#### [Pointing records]
★ ★ ★ ★ ★ ★ ★

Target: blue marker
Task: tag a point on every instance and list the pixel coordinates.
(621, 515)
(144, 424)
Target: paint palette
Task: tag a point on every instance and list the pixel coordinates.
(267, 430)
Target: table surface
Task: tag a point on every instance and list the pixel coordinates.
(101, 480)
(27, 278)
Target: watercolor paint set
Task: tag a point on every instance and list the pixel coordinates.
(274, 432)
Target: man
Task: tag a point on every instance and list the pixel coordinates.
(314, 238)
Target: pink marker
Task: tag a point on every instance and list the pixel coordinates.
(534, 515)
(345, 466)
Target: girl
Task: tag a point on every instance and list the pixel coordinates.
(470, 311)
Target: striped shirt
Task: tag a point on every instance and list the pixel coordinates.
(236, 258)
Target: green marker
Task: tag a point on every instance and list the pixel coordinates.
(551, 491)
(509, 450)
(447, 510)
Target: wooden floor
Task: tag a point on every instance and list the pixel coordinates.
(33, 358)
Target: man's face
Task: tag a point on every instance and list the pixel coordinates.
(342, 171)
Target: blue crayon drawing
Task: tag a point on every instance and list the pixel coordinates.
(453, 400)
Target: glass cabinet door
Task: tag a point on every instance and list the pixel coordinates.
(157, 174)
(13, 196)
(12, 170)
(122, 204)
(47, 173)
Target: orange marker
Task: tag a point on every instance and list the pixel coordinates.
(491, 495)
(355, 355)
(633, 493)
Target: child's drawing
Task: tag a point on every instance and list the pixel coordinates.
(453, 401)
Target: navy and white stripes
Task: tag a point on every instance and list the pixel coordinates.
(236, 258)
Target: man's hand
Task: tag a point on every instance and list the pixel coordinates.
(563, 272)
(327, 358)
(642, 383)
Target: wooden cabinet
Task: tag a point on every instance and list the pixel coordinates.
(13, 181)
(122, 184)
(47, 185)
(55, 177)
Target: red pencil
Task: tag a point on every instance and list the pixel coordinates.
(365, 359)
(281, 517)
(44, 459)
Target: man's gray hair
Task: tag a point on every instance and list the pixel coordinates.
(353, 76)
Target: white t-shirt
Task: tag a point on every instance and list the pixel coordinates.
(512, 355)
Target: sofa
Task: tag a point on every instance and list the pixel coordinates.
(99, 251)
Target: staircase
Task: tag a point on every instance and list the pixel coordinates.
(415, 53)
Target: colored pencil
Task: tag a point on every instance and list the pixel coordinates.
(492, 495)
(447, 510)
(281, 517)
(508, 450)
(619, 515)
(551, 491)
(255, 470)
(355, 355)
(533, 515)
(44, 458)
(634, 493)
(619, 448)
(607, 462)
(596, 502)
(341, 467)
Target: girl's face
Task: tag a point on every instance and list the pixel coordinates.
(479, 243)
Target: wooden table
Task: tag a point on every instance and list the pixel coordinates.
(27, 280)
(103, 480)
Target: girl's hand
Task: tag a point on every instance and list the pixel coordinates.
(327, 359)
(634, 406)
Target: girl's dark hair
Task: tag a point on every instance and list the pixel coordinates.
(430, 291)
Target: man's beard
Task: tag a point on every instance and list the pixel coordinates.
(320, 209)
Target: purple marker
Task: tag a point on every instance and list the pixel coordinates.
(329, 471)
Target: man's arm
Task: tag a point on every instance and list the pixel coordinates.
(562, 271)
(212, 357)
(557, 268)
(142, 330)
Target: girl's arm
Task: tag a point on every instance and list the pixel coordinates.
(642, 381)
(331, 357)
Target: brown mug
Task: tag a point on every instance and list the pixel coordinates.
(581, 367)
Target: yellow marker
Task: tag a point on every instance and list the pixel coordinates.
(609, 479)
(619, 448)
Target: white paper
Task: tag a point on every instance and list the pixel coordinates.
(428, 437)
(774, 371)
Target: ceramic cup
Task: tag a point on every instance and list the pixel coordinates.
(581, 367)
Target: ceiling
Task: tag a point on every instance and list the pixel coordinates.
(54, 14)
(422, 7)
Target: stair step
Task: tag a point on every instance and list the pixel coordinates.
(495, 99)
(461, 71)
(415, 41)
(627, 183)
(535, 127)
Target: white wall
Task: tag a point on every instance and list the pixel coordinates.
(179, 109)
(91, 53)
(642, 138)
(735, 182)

★ ★ ★ ★ ★ ★ ★

#### [What to do]
Retype every entry word for word.

#### [Correct result]
Target: blue marker
Task: tag a point on every instance and list the pixel coordinates.
(621, 515)
(144, 424)
Target: paint palette
Task: tag a point on every instance and list the pixel coordinates.
(267, 430)
Target: table surface
Task: tag a point on every instance and list the pixel coordinates.
(101, 480)
(27, 278)
Target: watercolor paint set
Task: tag a point on every instance and list the pixel coordinates.
(274, 432)
Target: man
Task: tag a point on every instance and list the pixel coordinates.
(314, 238)
Target: pink marker
Task: tag a point on every instance and list the pixel coordinates.
(534, 515)
(345, 466)
Target: girl
Task: tag a point on every instance and list the pixel coordinates.
(470, 311)
Target: striped shirt
Task: tag a point on every instance and list the pixel coordinates.
(236, 258)
Target: green marker
Task: tag a point on every instance and list the pixel coordinates.
(551, 491)
(509, 450)
(447, 510)
Target: wooden floor
Task: tag a point on every instance and list the pixel coordinates.
(33, 358)
Target: man's face
Task: tag a point on every instance and list the pixel coordinates.
(342, 171)
Target: blue crayon drawing
Task: tag a point on every instance and list the pixel coordinates.
(453, 400)
Target: glass cabinet door
Task: tag a point on every instance and list the pixel coordinates.
(157, 174)
(13, 196)
(12, 170)
(122, 204)
(47, 173)
Target: orange marker
Task: tag a point on every instance and list the pixel coordinates.
(491, 495)
(355, 355)
(633, 493)
Target: child's drawing
Task: tag a point on every instance and list the pixel coordinates.
(453, 401)
Target: navy and white stripes
Task: tag a point on every instance and list the pixel coordinates.
(236, 258)
Target: man's hand
Task: tag a point on every instance and list the pixel coordinates.
(563, 272)
(327, 358)
(642, 383)
Target: wooden cabinet
Task: tag a point on every instance and list the pixel coordinates.
(13, 181)
(122, 184)
(47, 185)
(55, 177)
Target: red pencil
Task: tag a point on every instance and list the pixel coordinates.
(365, 359)
(281, 517)
(44, 459)
Target: man's gray hair
Task: tag a point on every instance and list the pixel coordinates.
(353, 76)
Target: white t-shirt
Task: tag a point on every instance and list the pixel coordinates.
(512, 355)
Target: sofa
Task: tag a point on every instance and list the pixel coordinates.
(99, 251)
Target: staircase
Task: tag a point on every instance and list the pixel coordinates.
(415, 53)
Target: colored pencil
Task: tag a point on every instance and list the pixel coordinates.
(492, 495)
(447, 510)
(281, 517)
(508, 450)
(619, 515)
(551, 491)
(255, 470)
(355, 355)
(533, 515)
(44, 458)
(634, 493)
(619, 448)
(607, 462)
(596, 502)
(341, 467)
Target: girl's face
Task: tag a point on every instance and list the pixel coordinates.
(479, 243)
Target: wooden table
Task: tag a point on every instance and list the pixel coordinates.
(27, 280)
(103, 480)
Target: girl's hand
Task: tag a point on every instance and list the pixel coordinates.
(327, 359)
(634, 406)
Target: girl's dark hair
Task: tag a point on every instance and list the pixel coordinates.
(430, 291)
Target: man's beard
Task: tag a point on every instance and list the pixel coordinates.
(320, 209)
Target: purple marker
Task: tag a point on every instance and list the pixel coordinates.
(329, 471)
Target: man's arm
Task: tag a point on every instance and list the pixel coordinates.
(562, 271)
(212, 357)
(557, 268)
(142, 330)
Target: girl's arm
Task: tag a point on every instance and list the pixel coordinates.
(642, 381)
(331, 357)
Target: brown mug
Task: tag a point on every instance and list the pixel coordinates.
(581, 367)
Target: yellow marker
Task: tag a point on every instance and list the pixel coordinates.
(609, 479)
(619, 448)
Target: white paper
Task: tag a point on every instance and list the pixel coordinates.
(428, 437)
(774, 371)
Target: ceramic cup
Task: tag a point on every instance and list the pixel coordinates.
(581, 367)
Target: ceiling
Task: tag a point on every instance and list the pixel coordinates.
(54, 14)
(422, 7)
Target: stair step
Task: tag a point on every instance and list the pixel coordinates.
(495, 99)
(461, 71)
(415, 41)
(627, 183)
(535, 127)
Target: white wall
Task: tag a point on every instance and list the pixel coordinates.
(179, 109)
(91, 53)
(642, 138)
(735, 182)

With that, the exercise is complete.